* **Your goal**:
Starting at the line that contains "[spot] the van rear" and continuing through the end of the data, copy those lines out with "wheel" swapped for "tire" and nothing else changed.

* **Data provided**:
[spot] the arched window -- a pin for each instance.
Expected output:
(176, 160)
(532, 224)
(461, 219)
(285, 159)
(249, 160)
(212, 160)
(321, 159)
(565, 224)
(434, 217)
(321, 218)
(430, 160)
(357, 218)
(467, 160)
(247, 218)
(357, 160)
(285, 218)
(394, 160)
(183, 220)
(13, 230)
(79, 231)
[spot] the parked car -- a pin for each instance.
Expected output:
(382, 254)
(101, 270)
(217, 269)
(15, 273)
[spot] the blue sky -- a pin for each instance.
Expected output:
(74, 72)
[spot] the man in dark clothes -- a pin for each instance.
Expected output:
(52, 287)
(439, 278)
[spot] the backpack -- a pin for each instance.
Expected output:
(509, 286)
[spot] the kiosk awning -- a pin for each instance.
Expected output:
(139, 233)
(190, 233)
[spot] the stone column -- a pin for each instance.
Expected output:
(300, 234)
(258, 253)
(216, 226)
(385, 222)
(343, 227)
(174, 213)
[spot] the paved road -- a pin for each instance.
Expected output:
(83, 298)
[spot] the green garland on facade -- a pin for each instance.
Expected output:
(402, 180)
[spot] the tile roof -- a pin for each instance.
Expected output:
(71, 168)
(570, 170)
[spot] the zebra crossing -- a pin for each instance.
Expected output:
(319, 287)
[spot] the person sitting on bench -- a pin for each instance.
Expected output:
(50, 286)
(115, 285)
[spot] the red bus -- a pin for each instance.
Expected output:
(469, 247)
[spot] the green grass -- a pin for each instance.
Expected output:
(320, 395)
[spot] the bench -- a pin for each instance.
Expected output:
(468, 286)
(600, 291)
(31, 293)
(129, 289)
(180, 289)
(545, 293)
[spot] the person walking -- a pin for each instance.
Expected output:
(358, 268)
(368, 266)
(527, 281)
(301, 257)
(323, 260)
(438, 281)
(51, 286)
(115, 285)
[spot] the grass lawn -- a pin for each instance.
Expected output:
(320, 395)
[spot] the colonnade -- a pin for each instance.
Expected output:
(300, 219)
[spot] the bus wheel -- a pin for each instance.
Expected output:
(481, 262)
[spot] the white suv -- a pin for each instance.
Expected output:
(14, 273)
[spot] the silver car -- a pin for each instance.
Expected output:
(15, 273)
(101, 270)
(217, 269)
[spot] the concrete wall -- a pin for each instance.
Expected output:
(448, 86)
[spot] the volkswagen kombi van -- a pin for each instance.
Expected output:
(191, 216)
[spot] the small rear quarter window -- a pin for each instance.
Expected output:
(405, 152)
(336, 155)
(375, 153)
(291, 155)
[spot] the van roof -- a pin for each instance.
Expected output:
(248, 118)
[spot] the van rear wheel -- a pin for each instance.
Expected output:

* **Result for this task**:
[spot] the van rear tire -- a pin for each instance.
Expected output:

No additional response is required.